## BEGIN Supplied data

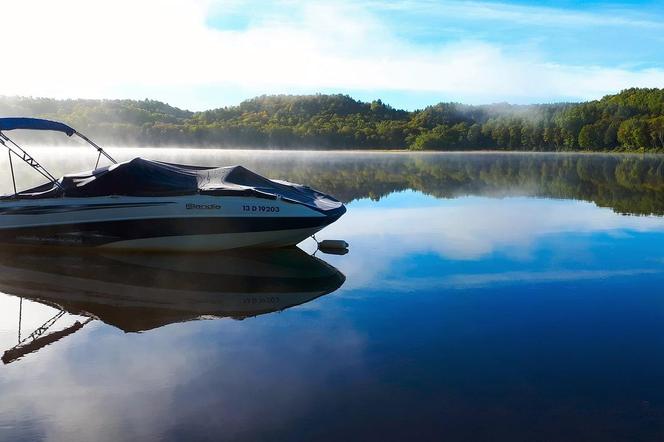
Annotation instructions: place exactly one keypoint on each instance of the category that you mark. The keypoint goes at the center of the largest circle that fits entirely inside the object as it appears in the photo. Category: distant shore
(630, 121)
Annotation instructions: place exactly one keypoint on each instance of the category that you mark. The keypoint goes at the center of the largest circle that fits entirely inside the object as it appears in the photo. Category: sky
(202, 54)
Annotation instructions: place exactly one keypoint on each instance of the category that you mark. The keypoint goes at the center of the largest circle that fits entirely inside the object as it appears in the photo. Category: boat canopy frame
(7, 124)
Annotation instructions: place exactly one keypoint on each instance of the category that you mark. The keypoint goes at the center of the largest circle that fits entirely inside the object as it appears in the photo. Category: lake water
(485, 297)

## END Supplied data
## BEGIN Supplied data

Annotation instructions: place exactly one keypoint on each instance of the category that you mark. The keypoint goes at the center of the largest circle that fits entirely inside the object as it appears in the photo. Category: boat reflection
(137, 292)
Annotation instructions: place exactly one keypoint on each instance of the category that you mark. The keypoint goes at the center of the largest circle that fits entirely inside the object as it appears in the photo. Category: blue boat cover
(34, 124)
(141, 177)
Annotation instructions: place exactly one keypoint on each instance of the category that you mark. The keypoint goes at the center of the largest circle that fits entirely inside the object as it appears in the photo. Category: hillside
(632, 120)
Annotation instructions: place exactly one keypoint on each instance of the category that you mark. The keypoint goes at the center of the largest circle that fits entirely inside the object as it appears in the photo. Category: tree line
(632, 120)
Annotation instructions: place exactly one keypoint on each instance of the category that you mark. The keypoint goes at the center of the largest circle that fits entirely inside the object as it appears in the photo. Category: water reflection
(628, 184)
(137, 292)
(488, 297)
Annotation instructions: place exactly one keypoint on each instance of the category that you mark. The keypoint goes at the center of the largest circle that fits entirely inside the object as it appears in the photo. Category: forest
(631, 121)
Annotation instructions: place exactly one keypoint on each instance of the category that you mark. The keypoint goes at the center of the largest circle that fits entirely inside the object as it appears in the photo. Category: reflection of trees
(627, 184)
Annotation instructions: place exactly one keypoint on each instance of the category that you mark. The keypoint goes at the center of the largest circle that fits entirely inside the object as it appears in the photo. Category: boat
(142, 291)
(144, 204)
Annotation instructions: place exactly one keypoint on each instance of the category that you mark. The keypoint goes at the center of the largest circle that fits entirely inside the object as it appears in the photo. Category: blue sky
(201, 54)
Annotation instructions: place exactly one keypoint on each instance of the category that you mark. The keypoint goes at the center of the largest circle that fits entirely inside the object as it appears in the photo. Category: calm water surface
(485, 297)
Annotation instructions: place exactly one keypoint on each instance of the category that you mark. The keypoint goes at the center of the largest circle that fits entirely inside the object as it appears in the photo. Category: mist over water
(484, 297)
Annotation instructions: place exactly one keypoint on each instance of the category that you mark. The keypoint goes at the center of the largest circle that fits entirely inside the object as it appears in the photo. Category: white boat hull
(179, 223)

## END Supplied data

▸ Goal of the exercise: Report how many lines of the records contain the string "reflection", treating uppercase and lowercase as different, and reply with the number alone.

▸ Answer to the task: 3